Treating pregnant women for mild thyroid dysfunction provides no benefit, study finds

A large national study suggests that treating pregnant women for mildly low thyroid function does not improve the IQs of their babies or reduce preterm births or other negative outcomes.

The 10-year study, conducted at UT Southwestern Medical Center and 14 other universities and medical centers in the National Institutes of Health's (NIH) Maternal Fetal Medicine Units Network, found no benefit in treating the women during their pregnancies. The results are published today in The New England Journal of Medicine (NEJM).

Full-blown hypothyroidism during pregnancy, especially when untreated, has long been associated with lower mental functioning in offspring, as well as low birth weight, stillbirth, and preterm labor. It is commonly treated by giving expectant mothers a synthetic substitute to boost their low thyroid hormone, thyroxine.

In 1999, another NEJM study raised concerns that the same problems might occur in women with even mild, or subclinical, hormone abnormalities. As a result, several physician groups called for routine testing of all pregnant women in the U.S. - about 4 million women a year - and treatment for these marginal hormone problems.

The American College of Obstetricians and Gynecologists has recommended against universal screening for thyroid disease in pregnant women.

**WORK TO COMPLETE**:
• 1. In the thyroid article, list every problem it says full-blown hypothyroidism during pregnancy has long been associated with.
• 2. Copy the stretch of the thyroid article from "In 1999, another" through "in pregnant women." word for word.

**DATA UNDER STUDY**:

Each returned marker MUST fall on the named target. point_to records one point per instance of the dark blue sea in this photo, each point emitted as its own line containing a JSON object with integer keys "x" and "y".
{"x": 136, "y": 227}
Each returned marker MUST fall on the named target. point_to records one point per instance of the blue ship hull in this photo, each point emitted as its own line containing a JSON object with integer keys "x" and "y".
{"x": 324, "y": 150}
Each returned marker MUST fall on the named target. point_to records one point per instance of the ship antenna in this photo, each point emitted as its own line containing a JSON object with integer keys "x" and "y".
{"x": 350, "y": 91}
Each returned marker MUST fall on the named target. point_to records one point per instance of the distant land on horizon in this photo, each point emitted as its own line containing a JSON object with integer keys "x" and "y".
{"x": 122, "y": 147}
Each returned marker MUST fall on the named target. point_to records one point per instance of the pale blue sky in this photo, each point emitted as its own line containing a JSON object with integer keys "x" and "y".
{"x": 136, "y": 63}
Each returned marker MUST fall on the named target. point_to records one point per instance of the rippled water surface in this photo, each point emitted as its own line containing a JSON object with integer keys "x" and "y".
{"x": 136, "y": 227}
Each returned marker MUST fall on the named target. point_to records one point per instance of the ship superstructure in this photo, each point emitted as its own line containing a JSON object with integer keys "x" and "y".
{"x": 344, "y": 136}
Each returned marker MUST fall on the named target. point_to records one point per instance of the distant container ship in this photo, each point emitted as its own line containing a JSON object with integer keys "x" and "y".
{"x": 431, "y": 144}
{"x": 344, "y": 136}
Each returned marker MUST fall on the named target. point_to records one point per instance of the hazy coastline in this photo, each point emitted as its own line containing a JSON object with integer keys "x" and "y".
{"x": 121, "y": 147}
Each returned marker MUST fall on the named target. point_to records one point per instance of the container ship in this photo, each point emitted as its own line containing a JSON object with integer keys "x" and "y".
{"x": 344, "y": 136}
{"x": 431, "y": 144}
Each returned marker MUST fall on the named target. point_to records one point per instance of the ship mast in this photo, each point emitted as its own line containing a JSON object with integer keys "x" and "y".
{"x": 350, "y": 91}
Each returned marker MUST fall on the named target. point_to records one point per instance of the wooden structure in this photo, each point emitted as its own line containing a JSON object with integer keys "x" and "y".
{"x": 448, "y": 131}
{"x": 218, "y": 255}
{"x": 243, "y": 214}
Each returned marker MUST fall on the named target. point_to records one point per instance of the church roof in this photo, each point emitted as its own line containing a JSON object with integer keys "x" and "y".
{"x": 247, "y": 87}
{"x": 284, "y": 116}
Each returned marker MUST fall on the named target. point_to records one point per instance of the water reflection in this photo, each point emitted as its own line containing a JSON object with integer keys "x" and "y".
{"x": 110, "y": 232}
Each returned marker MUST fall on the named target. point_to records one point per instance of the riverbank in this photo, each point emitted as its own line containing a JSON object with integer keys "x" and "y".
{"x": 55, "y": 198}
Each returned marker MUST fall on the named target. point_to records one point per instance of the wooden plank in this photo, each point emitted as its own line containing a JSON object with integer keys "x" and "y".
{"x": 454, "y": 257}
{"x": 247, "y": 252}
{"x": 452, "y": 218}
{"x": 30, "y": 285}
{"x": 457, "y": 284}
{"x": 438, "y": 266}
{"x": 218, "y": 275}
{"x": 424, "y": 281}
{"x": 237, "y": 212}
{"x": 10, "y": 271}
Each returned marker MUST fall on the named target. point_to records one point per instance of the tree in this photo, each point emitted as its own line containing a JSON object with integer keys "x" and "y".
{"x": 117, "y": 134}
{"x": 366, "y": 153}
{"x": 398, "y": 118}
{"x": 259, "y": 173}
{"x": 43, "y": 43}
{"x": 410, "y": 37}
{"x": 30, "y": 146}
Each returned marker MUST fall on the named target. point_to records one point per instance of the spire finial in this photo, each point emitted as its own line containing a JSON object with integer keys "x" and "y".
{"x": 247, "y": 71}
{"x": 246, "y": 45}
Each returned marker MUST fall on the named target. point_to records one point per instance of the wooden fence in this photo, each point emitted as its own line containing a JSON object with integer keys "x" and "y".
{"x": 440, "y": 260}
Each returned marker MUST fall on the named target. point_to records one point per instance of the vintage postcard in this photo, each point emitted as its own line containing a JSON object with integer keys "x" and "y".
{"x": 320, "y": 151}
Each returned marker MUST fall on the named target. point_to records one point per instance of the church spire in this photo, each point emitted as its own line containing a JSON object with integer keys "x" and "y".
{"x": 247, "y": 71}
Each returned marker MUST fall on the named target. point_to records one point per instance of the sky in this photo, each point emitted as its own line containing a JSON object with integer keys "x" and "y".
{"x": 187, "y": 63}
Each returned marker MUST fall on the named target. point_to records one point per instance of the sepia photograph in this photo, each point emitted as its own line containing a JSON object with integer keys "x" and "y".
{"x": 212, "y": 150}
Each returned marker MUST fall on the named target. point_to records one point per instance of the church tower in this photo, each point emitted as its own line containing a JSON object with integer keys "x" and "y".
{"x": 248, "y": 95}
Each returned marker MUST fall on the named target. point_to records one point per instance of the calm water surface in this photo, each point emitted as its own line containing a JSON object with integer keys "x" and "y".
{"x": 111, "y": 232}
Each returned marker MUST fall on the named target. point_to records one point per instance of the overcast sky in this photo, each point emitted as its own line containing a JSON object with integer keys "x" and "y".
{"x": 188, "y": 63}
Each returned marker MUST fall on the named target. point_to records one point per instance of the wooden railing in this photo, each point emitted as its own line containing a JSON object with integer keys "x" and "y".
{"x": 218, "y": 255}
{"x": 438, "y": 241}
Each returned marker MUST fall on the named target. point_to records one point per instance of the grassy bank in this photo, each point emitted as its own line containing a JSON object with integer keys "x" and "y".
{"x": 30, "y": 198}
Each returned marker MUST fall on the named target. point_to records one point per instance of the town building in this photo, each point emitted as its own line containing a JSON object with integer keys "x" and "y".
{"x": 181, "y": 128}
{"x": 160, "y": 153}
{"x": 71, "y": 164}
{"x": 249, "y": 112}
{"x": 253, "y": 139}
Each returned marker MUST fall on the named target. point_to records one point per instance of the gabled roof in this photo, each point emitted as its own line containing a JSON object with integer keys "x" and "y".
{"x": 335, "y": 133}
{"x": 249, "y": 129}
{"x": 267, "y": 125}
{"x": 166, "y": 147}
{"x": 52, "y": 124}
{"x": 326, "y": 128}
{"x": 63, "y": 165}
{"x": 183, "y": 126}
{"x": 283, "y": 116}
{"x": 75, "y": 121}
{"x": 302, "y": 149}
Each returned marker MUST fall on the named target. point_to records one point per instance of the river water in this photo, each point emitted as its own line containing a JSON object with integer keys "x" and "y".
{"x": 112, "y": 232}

**WRITTEN ANSWERS**:
• 1.
- lower mental functioning in offspring
- low birth weight
- stillbirth
- preterm labor

• 2.
In 1999, another NEJM study raised concerns that the same problems might occur in women with even mild, or subclinical, hormone abnormalities. As a result, several physician groups called for routine testing of all pregnant women in the U.S. - about 4 million women a year - and treatment for these marginal hormone problems.

The American College of Obstetricians and Gynecologists has recommended against universal screening for thyroid disease in pregnant women.